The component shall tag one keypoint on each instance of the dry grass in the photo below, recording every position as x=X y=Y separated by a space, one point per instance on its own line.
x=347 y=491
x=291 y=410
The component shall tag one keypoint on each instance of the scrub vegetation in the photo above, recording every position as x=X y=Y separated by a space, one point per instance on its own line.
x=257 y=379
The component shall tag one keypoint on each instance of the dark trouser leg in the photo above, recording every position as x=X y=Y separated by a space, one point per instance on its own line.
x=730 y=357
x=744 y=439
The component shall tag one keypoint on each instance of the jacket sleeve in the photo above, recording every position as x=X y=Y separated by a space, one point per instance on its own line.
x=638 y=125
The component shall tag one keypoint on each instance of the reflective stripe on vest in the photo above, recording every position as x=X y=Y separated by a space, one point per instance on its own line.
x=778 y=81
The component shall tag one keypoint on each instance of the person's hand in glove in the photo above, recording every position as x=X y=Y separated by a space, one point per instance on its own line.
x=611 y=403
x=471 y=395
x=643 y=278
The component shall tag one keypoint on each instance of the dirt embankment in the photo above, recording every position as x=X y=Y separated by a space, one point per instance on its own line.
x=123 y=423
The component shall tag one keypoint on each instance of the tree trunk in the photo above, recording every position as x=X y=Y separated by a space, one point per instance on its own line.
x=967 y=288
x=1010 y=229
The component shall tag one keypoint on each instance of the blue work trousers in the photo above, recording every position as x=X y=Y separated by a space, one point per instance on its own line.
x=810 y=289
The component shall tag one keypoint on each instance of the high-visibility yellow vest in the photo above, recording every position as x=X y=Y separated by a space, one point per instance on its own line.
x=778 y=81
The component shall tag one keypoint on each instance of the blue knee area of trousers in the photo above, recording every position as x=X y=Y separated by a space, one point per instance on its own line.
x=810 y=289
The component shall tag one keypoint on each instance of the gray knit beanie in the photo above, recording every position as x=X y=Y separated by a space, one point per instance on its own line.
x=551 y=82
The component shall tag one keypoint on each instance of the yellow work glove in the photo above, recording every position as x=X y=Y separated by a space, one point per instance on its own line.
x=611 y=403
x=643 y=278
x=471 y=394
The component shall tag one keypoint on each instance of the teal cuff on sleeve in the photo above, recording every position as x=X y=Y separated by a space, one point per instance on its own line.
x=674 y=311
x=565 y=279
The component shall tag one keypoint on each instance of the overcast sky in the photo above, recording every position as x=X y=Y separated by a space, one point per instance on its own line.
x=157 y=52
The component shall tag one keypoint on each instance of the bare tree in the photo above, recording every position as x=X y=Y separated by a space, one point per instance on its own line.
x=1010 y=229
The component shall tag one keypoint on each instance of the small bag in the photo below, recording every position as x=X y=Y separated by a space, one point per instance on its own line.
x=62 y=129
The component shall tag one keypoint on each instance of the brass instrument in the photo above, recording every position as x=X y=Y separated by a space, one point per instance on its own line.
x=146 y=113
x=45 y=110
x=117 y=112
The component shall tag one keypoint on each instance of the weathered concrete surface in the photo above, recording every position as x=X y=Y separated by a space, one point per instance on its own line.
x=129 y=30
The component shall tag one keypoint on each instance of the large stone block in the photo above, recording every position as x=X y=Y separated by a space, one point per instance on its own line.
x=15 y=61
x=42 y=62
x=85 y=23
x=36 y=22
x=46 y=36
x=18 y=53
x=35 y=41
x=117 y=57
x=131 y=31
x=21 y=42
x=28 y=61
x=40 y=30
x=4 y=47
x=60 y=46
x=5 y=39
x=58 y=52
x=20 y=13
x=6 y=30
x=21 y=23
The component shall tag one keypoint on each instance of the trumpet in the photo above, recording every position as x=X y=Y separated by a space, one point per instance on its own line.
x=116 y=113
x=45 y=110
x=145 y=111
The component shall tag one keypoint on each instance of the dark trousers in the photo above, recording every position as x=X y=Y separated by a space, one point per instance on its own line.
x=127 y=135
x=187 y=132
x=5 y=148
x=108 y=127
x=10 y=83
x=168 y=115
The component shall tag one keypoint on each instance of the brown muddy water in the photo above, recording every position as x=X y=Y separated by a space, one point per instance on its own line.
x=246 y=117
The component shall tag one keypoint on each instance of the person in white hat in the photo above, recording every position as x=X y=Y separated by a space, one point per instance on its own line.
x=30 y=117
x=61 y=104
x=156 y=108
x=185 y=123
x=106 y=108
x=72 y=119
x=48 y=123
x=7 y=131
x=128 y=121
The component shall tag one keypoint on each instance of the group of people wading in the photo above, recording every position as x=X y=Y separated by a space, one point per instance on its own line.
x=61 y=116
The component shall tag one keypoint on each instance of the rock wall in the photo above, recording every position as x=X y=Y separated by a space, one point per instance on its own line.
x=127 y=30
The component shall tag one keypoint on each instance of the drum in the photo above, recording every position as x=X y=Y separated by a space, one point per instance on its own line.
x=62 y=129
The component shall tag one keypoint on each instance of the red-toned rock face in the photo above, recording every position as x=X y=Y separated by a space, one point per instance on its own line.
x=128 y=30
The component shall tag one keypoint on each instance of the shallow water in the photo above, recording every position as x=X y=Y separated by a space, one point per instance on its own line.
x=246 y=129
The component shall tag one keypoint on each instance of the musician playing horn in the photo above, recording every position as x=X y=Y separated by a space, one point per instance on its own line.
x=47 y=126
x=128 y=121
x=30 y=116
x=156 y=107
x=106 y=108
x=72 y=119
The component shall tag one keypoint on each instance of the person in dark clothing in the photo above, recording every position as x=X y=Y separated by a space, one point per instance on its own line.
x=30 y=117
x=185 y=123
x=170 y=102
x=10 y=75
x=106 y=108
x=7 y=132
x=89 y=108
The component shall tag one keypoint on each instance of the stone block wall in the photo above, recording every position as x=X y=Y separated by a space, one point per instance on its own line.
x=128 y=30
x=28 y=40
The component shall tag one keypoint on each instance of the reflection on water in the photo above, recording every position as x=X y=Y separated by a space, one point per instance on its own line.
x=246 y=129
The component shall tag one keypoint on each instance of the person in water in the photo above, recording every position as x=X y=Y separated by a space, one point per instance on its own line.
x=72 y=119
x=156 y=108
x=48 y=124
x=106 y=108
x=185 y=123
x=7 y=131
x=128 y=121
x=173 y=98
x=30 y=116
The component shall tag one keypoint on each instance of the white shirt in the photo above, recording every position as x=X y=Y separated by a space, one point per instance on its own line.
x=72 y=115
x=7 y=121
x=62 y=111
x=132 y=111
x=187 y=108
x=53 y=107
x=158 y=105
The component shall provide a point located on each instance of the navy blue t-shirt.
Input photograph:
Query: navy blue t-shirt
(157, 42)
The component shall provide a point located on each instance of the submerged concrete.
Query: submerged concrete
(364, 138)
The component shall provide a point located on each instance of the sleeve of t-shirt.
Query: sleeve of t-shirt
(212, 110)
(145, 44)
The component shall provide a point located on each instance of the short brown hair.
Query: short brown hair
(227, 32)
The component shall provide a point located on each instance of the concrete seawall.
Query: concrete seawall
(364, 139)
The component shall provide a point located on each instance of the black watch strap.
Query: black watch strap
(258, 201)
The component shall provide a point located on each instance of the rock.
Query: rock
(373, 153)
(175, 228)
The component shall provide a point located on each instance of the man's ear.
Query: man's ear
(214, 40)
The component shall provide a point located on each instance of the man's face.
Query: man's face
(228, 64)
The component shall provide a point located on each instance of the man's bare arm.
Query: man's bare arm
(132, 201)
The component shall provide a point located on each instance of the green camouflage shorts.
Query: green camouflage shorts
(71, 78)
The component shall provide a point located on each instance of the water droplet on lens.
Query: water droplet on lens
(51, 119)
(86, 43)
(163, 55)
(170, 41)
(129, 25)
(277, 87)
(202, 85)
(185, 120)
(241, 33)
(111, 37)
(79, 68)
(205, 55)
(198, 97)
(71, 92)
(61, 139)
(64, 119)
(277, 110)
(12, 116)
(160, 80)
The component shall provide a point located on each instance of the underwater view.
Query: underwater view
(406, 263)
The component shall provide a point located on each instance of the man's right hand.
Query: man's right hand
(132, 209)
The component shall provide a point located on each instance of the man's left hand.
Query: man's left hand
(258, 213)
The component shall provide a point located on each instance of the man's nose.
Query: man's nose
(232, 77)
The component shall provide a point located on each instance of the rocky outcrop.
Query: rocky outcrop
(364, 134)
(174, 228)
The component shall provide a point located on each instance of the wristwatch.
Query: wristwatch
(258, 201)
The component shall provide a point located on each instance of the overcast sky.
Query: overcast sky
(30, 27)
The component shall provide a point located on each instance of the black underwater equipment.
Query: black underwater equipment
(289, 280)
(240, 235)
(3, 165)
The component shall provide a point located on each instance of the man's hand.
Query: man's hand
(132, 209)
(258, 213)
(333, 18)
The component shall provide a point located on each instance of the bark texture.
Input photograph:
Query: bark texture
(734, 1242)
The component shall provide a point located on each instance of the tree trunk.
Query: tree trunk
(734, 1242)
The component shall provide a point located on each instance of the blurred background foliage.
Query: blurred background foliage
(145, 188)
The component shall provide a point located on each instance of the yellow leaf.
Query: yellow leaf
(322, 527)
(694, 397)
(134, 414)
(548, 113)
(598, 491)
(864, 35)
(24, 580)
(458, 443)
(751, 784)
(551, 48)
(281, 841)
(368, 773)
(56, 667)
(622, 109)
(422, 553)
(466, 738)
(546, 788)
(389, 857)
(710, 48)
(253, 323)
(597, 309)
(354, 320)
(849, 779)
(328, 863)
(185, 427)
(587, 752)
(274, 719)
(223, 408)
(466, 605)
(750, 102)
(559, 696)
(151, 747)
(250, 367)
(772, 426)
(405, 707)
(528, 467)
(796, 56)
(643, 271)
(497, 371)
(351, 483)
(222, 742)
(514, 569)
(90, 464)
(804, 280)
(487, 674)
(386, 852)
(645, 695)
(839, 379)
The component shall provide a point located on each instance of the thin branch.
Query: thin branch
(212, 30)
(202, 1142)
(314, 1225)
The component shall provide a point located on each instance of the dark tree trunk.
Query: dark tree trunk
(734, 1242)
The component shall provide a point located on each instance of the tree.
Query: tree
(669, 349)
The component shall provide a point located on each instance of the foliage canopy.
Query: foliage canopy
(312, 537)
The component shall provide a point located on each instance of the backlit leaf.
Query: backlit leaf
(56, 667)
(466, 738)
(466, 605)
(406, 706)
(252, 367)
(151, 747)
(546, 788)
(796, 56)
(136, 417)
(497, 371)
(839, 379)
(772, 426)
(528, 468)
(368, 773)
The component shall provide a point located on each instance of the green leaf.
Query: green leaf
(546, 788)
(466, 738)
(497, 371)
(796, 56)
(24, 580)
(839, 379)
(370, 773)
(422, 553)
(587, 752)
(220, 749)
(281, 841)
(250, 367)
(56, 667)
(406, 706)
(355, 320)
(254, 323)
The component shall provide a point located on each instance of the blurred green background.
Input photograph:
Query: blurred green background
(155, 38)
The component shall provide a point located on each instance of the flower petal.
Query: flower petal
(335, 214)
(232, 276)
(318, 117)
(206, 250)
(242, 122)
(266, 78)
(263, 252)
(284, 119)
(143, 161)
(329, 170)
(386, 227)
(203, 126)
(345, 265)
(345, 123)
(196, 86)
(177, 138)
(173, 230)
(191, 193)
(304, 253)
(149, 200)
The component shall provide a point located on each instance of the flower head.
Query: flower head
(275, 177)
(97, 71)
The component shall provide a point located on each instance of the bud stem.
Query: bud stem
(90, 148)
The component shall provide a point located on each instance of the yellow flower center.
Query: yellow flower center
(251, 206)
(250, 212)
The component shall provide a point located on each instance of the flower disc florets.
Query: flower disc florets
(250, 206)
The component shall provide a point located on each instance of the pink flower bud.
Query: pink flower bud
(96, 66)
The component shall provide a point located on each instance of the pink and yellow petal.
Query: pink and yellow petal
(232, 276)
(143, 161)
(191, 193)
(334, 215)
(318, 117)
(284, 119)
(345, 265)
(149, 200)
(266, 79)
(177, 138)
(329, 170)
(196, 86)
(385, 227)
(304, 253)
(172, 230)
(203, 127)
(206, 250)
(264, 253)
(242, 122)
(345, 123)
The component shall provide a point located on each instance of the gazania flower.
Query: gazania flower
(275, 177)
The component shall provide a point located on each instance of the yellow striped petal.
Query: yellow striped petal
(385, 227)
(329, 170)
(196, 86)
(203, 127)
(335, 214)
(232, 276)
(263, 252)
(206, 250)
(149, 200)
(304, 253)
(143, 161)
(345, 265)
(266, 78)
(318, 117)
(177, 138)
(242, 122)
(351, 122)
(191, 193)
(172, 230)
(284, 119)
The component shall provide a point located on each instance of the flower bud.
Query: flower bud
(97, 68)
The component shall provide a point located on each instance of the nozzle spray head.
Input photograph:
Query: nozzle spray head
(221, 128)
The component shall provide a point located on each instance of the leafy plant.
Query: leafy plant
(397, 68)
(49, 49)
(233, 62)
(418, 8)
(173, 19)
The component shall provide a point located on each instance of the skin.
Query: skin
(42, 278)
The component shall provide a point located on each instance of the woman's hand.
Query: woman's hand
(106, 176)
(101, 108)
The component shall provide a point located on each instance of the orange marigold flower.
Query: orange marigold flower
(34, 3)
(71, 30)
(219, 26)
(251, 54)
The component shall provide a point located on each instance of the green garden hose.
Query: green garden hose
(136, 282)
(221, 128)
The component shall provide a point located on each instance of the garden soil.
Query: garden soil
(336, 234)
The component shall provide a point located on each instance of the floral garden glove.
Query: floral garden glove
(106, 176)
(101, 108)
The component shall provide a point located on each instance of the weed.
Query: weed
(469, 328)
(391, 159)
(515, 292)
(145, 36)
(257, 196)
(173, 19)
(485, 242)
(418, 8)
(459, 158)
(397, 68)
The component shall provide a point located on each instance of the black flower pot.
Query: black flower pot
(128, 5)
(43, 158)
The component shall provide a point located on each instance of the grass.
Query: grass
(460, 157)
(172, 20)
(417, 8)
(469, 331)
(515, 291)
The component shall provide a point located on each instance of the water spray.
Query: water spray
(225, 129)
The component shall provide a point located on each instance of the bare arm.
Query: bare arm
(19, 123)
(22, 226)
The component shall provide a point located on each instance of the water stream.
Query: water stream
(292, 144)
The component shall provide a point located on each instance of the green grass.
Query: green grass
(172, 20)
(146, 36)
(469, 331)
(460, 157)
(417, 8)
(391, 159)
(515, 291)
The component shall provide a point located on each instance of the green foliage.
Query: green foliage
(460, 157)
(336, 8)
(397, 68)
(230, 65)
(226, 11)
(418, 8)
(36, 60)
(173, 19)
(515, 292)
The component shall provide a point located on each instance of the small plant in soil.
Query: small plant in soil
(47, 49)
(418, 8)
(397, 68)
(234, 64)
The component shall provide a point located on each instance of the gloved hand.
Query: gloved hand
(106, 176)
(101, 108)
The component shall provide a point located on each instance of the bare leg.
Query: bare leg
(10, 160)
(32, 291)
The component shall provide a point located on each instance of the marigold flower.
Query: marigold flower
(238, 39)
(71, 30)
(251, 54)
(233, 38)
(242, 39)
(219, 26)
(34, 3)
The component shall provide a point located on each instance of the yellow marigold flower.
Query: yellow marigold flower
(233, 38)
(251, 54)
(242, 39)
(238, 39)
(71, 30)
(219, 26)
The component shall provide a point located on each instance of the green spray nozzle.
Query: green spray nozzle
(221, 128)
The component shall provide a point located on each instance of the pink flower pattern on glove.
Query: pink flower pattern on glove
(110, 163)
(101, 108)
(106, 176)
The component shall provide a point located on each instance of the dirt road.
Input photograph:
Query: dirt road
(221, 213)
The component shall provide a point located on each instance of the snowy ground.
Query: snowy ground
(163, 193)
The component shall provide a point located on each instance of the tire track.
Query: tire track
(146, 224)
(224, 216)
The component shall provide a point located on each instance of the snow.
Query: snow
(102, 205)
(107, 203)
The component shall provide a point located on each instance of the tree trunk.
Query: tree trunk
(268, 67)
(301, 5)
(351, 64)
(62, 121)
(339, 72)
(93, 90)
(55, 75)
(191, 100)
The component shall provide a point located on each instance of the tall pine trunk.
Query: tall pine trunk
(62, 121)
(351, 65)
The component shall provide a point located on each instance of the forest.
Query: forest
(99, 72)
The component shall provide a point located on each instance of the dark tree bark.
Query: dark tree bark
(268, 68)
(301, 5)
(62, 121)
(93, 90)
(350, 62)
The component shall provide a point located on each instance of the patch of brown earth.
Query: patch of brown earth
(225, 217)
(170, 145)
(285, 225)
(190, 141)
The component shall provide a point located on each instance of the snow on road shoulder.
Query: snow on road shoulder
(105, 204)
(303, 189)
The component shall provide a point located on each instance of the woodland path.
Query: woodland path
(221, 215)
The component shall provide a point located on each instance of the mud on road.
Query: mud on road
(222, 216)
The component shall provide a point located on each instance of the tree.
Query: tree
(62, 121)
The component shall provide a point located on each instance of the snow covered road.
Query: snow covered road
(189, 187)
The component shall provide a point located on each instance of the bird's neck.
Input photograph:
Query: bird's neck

DIRECTIONS FOR THIS TASK:
Determine how many lines in the data contain the string "bird", and give the number only.

OUTPUT BELOW:
2